**Your task:**
Swap every "point localization" in the data below for "keypoint detection", changing nothing else. Leave the pictures out of your copy.

======

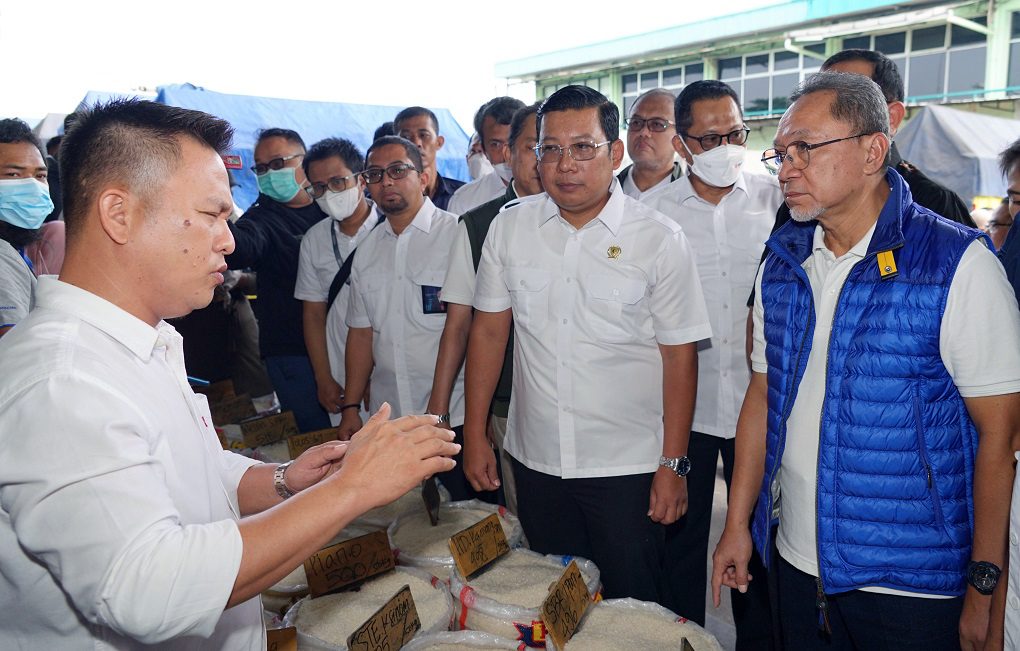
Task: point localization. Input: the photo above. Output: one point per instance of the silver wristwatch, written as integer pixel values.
(679, 464)
(279, 484)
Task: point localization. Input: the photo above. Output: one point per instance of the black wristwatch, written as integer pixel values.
(983, 576)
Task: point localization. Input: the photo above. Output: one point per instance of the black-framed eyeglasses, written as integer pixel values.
(655, 124)
(395, 171)
(797, 154)
(577, 151)
(275, 163)
(711, 141)
(336, 184)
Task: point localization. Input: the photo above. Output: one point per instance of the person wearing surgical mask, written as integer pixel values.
(492, 121)
(267, 240)
(24, 202)
(726, 214)
(334, 169)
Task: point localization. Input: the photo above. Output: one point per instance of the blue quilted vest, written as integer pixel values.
(896, 461)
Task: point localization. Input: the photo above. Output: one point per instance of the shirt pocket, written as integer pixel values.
(616, 310)
(528, 295)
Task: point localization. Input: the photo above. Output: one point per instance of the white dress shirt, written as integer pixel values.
(119, 506)
(387, 295)
(317, 265)
(591, 307)
(727, 240)
(472, 195)
(980, 365)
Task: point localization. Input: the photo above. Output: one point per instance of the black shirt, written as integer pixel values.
(267, 239)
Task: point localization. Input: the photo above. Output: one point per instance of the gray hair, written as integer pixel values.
(858, 102)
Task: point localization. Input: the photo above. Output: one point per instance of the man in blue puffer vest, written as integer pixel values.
(876, 435)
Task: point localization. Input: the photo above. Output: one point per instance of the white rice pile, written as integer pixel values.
(330, 619)
(628, 623)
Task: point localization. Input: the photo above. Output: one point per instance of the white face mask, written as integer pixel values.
(504, 171)
(340, 205)
(719, 166)
(478, 165)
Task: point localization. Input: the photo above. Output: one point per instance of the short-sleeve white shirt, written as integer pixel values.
(727, 240)
(590, 308)
(387, 294)
(980, 364)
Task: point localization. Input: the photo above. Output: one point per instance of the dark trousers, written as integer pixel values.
(863, 620)
(455, 482)
(603, 519)
(686, 551)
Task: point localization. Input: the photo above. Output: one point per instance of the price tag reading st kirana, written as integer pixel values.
(348, 562)
(565, 605)
(478, 545)
(392, 627)
(282, 639)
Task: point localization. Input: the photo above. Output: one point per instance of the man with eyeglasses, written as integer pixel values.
(492, 122)
(726, 215)
(420, 126)
(334, 169)
(606, 307)
(877, 433)
(267, 240)
(650, 145)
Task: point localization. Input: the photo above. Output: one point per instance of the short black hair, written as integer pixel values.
(340, 147)
(386, 129)
(885, 72)
(519, 117)
(414, 111)
(412, 151)
(289, 135)
(1010, 157)
(576, 97)
(697, 91)
(14, 131)
(130, 141)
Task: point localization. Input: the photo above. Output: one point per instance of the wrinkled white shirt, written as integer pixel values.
(118, 521)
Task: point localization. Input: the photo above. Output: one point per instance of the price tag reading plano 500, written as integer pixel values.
(348, 562)
(565, 605)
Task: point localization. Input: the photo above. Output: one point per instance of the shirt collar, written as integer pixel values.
(134, 334)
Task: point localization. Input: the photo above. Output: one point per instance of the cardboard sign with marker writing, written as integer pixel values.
(233, 409)
(342, 564)
(392, 627)
(565, 605)
(301, 442)
(478, 545)
(282, 639)
(268, 429)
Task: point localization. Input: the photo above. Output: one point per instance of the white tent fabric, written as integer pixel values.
(959, 149)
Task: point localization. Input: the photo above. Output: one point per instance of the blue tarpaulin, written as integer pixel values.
(314, 120)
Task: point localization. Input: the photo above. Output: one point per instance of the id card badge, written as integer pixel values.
(430, 303)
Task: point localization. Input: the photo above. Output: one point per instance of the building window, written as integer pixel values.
(672, 78)
(765, 81)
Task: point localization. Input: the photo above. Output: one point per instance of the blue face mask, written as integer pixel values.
(279, 185)
(24, 202)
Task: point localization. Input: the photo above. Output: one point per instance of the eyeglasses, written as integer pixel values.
(275, 163)
(336, 184)
(655, 124)
(797, 154)
(711, 141)
(396, 171)
(577, 151)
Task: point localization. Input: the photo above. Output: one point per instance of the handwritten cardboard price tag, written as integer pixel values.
(392, 627)
(344, 563)
(282, 639)
(565, 605)
(301, 442)
(478, 545)
(268, 429)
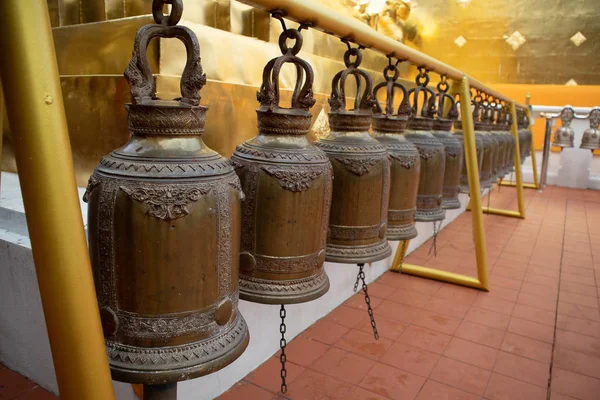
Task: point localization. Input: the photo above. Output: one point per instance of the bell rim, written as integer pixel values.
(336, 253)
(399, 232)
(262, 298)
(430, 215)
(172, 375)
(451, 203)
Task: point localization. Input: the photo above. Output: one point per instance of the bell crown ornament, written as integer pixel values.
(359, 117)
(168, 306)
(422, 116)
(388, 128)
(391, 119)
(271, 117)
(359, 208)
(444, 122)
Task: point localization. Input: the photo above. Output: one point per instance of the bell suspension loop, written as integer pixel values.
(282, 345)
(361, 276)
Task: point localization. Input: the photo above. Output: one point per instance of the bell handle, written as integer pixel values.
(428, 109)
(138, 72)
(363, 101)
(302, 97)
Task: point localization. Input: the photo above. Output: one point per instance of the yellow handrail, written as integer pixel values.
(34, 105)
(330, 21)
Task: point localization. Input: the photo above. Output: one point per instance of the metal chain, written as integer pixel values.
(283, 344)
(361, 275)
(404, 246)
(433, 247)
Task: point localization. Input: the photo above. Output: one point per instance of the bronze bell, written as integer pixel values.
(164, 225)
(431, 152)
(528, 136)
(388, 129)
(452, 147)
(361, 188)
(486, 177)
(498, 134)
(591, 136)
(464, 178)
(565, 135)
(288, 183)
(512, 142)
(489, 106)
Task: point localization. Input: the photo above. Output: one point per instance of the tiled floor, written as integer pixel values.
(535, 335)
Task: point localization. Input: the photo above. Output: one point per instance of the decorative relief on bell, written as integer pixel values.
(423, 108)
(361, 169)
(168, 304)
(288, 184)
(452, 147)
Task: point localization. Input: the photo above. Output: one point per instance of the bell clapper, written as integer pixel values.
(282, 345)
(361, 276)
(160, 392)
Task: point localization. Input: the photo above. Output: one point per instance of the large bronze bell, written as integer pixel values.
(496, 131)
(486, 177)
(591, 136)
(464, 178)
(388, 129)
(164, 226)
(431, 151)
(288, 183)
(361, 188)
(452, 147)
(512, 144)
(565, 135)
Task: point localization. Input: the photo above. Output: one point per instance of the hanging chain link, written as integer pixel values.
(361, 276)
(283, 344)
(436, 228)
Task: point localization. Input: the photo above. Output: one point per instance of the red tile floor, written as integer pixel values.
(535, 335)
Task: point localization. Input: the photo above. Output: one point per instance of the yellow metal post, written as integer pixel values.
(36, 113)
(482, 280)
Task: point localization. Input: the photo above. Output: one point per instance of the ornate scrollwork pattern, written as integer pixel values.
(404, 160)
(166, 202)
(294, 178)
(359, 166)
(428, 153)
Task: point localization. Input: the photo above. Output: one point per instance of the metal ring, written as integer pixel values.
(290, 34)
(168, 20)
(423, 82)
(353, 52)
(388, 69)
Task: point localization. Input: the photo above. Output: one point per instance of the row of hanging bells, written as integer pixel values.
(174, 247)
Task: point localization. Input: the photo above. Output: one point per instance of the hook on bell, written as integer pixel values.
(359, 208)
(388, 128)
(453, 148)
(431, 150)
(156, 287)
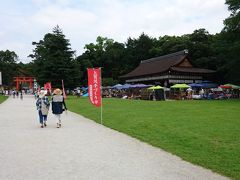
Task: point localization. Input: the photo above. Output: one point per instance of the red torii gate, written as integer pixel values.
(23, 79)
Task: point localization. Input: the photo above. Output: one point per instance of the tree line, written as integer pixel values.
(54, 60)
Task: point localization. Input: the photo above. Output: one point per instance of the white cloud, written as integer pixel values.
(82, 21)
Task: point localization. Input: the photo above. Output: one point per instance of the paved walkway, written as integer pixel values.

======

**Solution to this exercise:**
Task: keypoint detection. Input: the photo above. Output: one point per instance of the silver wristwatch, written as integer pixel values.
(679, 464)
(279, 484)
Task: keypoint detection. Input: the photo above. Output: one point per instance of the black wristwatch, written as integer pixel values.
(983, 576)
Task: keypoint detection. Input: the photo above. Output: one point per instance of the black-framed eyeglasses, written as integer pixel values.
(655, 124)
(395, 171)
(797, 154)
(577, 151)
(275, 163)
(711, 141)
(336, 184)
Task: keypoint detection. Input: the photo above. Output: one point per instance of the person wearing surgical mask, written as integer pixel values.
(492, 121)
(267, 240)
(24, 202)
(726, 214)
(334, 169)
Task: keypoint detection. Input: the photo above. Output: one point per instance of the blue quilted vest, written as integer pixel values.
(896, 461)
Task: keypoint detection. Input: the photo above. Output: one point per instance of the shirt pocket, written as integer pixel values.
(616, 310)
(528, 295)
Task: keypoint detection. Input: the photo above. Output: one point per instance of the white dress shirt, written as integer pixel values.
(119, 506)
(387, 295)
(317, 265)
(591, 307)
(727, 240)
(472, 195)
(980, 365)
Task: keypoint detection. Input: the photo above. Output: one point per instance of the black shirt, written as integer pixel values.
(267, 239)
Task: keypoint detection. Input: the photo above. Output: one point per instance of the gray hair, written as integer pixel values.
(858, 102)
Task: keypoint detection. Input: the photo above. Output: one point per instance of the man in blue puffer vest, written as integer pixel values.
(876, 435)
Task: keypoint detection. Input: the photo above. Output: one point per instance of the white rice pile, written as integer pixel values.
(330, 619)
(628, 623)
Task: keypoint detection. Input: the photo above. Output: one point per instance of the white face mask, written as integer pixel values.
(504, 171)
(340, 205)
(719, 166)
(478, 165)
Task: keypoint detection. Input: the photo above. Output: one point per instance of the short-sleeve white shirt, written as integer pixel values.
(727, 240)
(590, 308)
(387, 294)
(980, 364)
Task: keypoint detection. Input: the photo above. Output: one point per instance of the dark trousers, written as integer pixel values.
(863, 620)
(455, 482)
(603, 519)
(686, 551)
Task: keypoint detection. Input: the photo above. Output: one point per instance of the price tag reading st kirana, written as integer pixel values.
(348, 562)
(565, 605)
(478, 545)
(392, 627)
(282, 639)
Task: keypoint detection. Input: the photo above. Output: one point per instance of the man with eyeglasses, written as integer pixel values.
(492, 122)
(726, 215)
(420, 126)
(334, 169)
(606, 307)
(877, 433)
(267, 240)
(650, 145)
Task: keypoint detection. Input: the photo above. Output: one point per instance of the short black hair, written as integer pixel values.
(340, 147)
(386, 129)
(885, 72)
(519, 117)
(414, 111)
(412, 151)
(289, 135)
(1010, 157)
(576, 97)
(697, 91)
(14, 131)
(130, 141)
Task: keypoint detection. Input: the photo above. Output: one point per instance of the wrinkled white shirt, written as integer pixel values.
(118, 521)
Task: keypoint detection. Input: the photo above. Output: one point per instance of the price tag reading plano 500, written as integer pixel values.
(348, 562)
(565, 605)
Task: keypoint detection. Input: the photo above. Output: one point per instance of the shirt collar, written as integer pixel values.
(134, 334)
Task: keypoint detection. Input: the photo above. Output: one point per instance of the cardboard sign with marker writing, written as integer pixel values.
(233, 409)
(342, 564)
(392, 627)
(565, 605)
(301, 442)
(478, 545)
(282, 639)
(268, 429)
Task: keypoint detection. Input: the photo above. Output: one point per instance of the white tent fabric, written as integer pixel values.
(959, 149)
Task: keypoint detection. Input: the photo above. Output: one point per instance of the blue tarpaulin, written as integer pixel values.
(314, 120)
Task: keypoint detection. Input: the photo above. Output: one point per instance of the id card badge, written as integer pixel values.
(430, 303)
Task: keypoint detection. Input: the photo above. Output: one point per instance of the building window, written as integer pixel values.
(672, 78)
(765, 81)
Task: keypoint detection. Input: the photo above. Output: one point per instance of the blue face mask, written as integer pixel values.
(279, 185)
(24, 202)
Task: keypoint detection. Input: the photo above. Output: one point per instance of the eyeglasses, written as integer pixel values.
(275, 163)
(336, 184)
(655, 124)
(797, 154)
(711, 141)
(396, 171)
(577, 151)
Task: keypoint detection. Input: the photo above. Output: one point per instance of the handwritten cardboard price tag, written as integer pixel values.
(392, 627)
(344, 563)
(282, 639)
(565, 605)
(301, 442)
(478, 545)
(268, 429)
Task: keypoint detection. Input: the photo above. Output: one point per instance of the bell rim, written as integer pixel values.
(336, 253)
(399, 232)
(262, 298)
(430, 215)
(172, 375)
(451, 203)
Task: keypoint detection. Input: the photo above. Output: one point per instance of the bell crown ornament, written as integer pixel values.
(359, 117)
(168, 306)
(422, 116)
(388, 128)
(391, 119)
(271, 117)
(359, 208)
(444, 122)
Task: keypoint detection. Input: the photo above. Output: one point per instance of the bell suspension loop, written as integer pixel values.
(282, 345)
(361, 276)
Task: keypoint detection. Input: the photo above. Output: one point per instance of the bell handle, written as integer pixel values.
(428, 109)
(138, 72)
(363, 101)
(302, 97)
Task: keypoint detection. Input: the photo above. Output: one point per instance of the yellow handrail, written as integer pixel values.
(34, 105)
(330, 21)
Task: keypoint detection. Input: the photo above. Output: one point per instance of the metal chain, written as integer pixel values.
(283, 344)
(361, 275)
(404, 246)
(433, 247)
Task: keypoint detection. Input: the photo above. Output: one point per instance of the bronze bell, written as integer pixel values.
(164, 225)
(431, 152)
(528, 136)
(388, 129)
(452, 147)
(361, 188)
(486, 177)
(498, 134)
(591, 136)
(464, 178)
(565, 135)
(288, 183)
(512, 142)
(489, 106)
Task: keypoint detection. Input: the photo above. Output: one point per instance of the tiled floor, written as integer pixel values.
(535, 335)
Task: keypoint detection. Input: the photo above. Output: one point per instance of the decorative relief on bell, written as integer pixel values.
(423, 108)
(361, 169)
(168, 304)
(288, 184)
(452, 147)
Task: keypoint detection. Input: the photo above. Output: one point per instance of the bell clapper, written as integer pixel values.
(282, 345)
(361, 276)
(160, 392)
Task: keypoint detection. Input: the photo above. Output: one point per instance of the large bronze bell, written as integer pixel values.
(496, 131)
(486, 177)
(591, 136)
(464, 178)
(388, 129)
(164, 226)
(431, 151)
(288, 183)
(361, 188)
(452, 147)
(512, 144)
(565, 135)
Task: keypoint detection. Input: the photo above. Output: one point per instance of the hanging chain link, written as integer pixel values.
(361, 276)
(283, 344)
(436, 228)
Task: keypoint detection. Input: the photo above. Output: one point per instance of the red tile floor, written as integer pixel values.
(535, 335)
Task: keypoint detection. Input: the photo above. Output: one point per instance of the yellow metal post, written as integer pixel values.
(36, 113)
(482, 280)
Task: keypoint detection. Input: the photo above. Output: one point per instance of the ornate scrollwork pattern, written as integer pixel values.
(404, 160)
(166, 202)
(294, 178)
(359, 166)
(428, 153)
Task: keypoint detection. Input: the photo above. Output: one point per instance of the metal ring, written as integer pixel values.
(290, 34)
(168, 20)
(423, 82)
(353, 52)
(388, 69)
Task: keypoint detection. Input: the photo above. Output: one point per instance of the row of hanging bells, written as integer pixel values.
(174, 247)
Task: keypoint detection. Input: the photo above. Output: one point per instance of the hook on bell, written as integer pixel values.
(359, 208)
(388, 128)
(453, 148)
(431, 150)
(156, 287)
Task: keypoint detection. Input: the photo above. Output: one point per instance of the red torii gate, written as integer pixel values.
(23, 79)
Task: keypoint detection. Input: the photo above. Output: one point per instance of the tree line, written as integer pixel values.
(54, 60)
Task: keypoint detection. Input: the photo above. Output: one point per instance of the white cloud, written as integer pixel values.
(82, 21)
Task: keypoint detection. Input: the photo above. Output: one point per instance of the paved walkway, written as integer pixel values.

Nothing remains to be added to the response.